-- START SELECTED EXCERPT --

Every bill creates winners and losers. Here's who stands to gain and who bears the cost.

Who Benefits

  • Climate science and public‑health communities — The resolution elevates their findings into the congressional record, strengthening their position in advocacy, grant justification, and public messaging.
  • States, cities, and the U.S. Climate Alliance members — The text publicly sides with subnational commitments, shielding them politically and bolstering their ability to attract investment and partnerships.
  • Clean‑energy manufacturers and investors — By linking domestic legislation to job and investment figures, the resolution supports narratives that can mobilize capital and supply‑chain commitments to clean technologies.

Who Bears the Cost

  • The Executive Branch (President and diplomatic corps) — The President faces added political and reputational pressure; U.S. negotiators may see reduced leverage if Congress registers formal disapproval.
  • Fossil‑fuel‑dependent firms and some state governments — The rhetorical targeting and public rebuke increase reputational and political costs for actors who favor withdrawal or deregulation.
  • Congressional committees and staff — The resolution can increase demand for hearings and oversight without providing new resources, adding work for committees (Foreign Affairs, Oversight, Energy & Commerce) that must translate sentiment into policy options.

Key Issues

The Core Tension

The bill’s core tension is between symbolic expression and actionable policy: it aims to marshal scientific, economic, and moral arguments to reverse an executive decision, but because it lacks legal force it must rely on persuasion and political pressure — a strategy that can either mobilize meaningful follow‑on action or remain an empty gesture depending on subsequent legislative and executive choices.

-- END SELECTED EXCERPT --
-- START DATASET EXCERPTS --

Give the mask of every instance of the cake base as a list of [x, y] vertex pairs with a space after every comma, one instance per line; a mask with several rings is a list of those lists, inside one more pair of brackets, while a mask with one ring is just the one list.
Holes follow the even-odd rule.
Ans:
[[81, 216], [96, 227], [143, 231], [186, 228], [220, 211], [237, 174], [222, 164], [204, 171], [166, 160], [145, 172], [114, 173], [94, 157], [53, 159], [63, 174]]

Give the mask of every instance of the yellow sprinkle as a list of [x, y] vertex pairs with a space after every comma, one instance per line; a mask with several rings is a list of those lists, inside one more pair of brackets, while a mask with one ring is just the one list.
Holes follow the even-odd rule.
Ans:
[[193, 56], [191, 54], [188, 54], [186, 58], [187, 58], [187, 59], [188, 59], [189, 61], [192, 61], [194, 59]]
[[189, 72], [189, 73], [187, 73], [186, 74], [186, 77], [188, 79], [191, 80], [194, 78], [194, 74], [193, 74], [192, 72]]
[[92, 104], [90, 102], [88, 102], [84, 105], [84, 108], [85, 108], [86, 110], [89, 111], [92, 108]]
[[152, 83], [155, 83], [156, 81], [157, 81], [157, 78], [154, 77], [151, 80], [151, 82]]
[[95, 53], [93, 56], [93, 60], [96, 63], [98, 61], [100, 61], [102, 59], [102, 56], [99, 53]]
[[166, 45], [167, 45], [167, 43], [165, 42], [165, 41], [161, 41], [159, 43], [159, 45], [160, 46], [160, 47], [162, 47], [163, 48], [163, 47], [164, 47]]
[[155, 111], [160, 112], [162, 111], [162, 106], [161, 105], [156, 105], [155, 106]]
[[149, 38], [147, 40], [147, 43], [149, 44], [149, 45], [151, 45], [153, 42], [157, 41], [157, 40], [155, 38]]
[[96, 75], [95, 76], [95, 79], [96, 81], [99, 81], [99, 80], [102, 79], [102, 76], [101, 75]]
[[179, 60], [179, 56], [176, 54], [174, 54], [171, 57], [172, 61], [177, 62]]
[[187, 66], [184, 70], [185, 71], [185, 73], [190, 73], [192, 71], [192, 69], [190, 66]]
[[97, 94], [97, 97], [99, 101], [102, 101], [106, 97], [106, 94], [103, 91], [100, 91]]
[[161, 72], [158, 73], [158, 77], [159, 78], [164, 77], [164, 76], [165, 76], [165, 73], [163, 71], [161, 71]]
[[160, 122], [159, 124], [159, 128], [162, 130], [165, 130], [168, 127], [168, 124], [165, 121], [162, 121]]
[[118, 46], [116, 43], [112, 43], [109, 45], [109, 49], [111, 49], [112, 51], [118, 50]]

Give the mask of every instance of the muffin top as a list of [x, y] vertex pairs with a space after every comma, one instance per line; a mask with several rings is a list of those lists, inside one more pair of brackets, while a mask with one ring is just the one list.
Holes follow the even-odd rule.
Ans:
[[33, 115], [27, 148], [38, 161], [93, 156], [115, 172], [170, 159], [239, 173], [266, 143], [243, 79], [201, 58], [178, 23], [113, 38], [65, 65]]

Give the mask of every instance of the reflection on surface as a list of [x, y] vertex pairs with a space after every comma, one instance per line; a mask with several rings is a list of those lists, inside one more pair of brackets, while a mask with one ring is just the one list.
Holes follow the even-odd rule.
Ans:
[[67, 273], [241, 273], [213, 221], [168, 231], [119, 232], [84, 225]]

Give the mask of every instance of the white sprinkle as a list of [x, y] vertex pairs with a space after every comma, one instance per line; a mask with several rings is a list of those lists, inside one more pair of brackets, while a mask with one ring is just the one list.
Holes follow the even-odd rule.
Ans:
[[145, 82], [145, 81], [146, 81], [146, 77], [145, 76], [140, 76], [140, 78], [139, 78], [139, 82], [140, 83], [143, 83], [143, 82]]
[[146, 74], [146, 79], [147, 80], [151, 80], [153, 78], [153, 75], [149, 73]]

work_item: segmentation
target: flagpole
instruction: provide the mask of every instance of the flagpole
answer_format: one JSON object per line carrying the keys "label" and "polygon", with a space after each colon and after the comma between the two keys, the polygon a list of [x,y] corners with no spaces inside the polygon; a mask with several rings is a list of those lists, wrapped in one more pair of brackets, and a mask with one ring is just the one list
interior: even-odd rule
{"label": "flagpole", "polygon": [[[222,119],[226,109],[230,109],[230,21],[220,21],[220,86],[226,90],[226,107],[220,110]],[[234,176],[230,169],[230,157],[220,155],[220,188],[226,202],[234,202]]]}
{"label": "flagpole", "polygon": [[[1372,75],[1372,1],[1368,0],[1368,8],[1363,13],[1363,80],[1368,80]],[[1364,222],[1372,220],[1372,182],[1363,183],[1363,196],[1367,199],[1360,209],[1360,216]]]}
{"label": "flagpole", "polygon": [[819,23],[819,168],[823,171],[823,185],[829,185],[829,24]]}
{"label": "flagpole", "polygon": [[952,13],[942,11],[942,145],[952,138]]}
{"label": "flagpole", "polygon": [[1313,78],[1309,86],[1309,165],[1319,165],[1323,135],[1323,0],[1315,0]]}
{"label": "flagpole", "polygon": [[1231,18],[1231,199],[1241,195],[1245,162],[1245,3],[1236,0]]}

-- END DATASET EXCERPTS --

● **PROBLEM 1**: Retype the bill analysis between "The Core Tension" and "and executive choices.", inclusive.
● **PROBLEM 2**:
Answer these questions from the bill analysis:
(a) Who may see reduced leverage if Congress registers formal disapproval?
(b) Which congressional committees are named as facing added work?
(c) According to the core tension, what does the resolution lack?
● **PROBLEM 3**: Carry on the bill analysis past its final sentence.
The rows are separate material from the bill analysis and stand on their own.

● **TASK ANSWER 1**:
The Core Tension

The bill’s core tension is between symbolic expression and actionable policy: it aims to marshal scientific, economic, and moral arguments to reverse an executive decision, but because it lacks legal force it must rely on persuasion and political pressure — a strategy that can either mobilize meaningful follow‑on action or remain an empty gesture depending on subsequent legislative and executive choices.

● **TASK ANSWER 2**:
(a) U.S. negotiators.
(b) Foreign Affairs, Oversight, and Energy & Commerce.
(c) Legal force.

● **TASK ANSWER 3**:
The central implementation limit of H. Res. 68 is its non‑binding form: it cannot reverse an executive decision or compel treaty adherence.

That makes its primary value symbolic and political. Symbolic measures can affect markets, diplomacy, and domestic politics, but the mechanism is indirect and uncertain — the resolution relies on reputational pressure, media attention, and follow‑on legislative or oversight action rather than offering concrete policy tools.

The resolution assembles a mix of scientific findings and economic claims (job counts, investment totals, emissions trajectories). Those figures are useful in persuasion but are also open to challenge on attribution, timeframes, and methodology; private actors, states, or opponents may dispute the causal link between federal participation in the Agreement and the specific job/investment numbers cited.

Finally, the resolution risks hardening positions: a public rebuke can create domestic political incentives that complicate negotiated compromises, and foreign partners may treat congressional sentiment as an unreliable signal if the executive branch pursues a different course.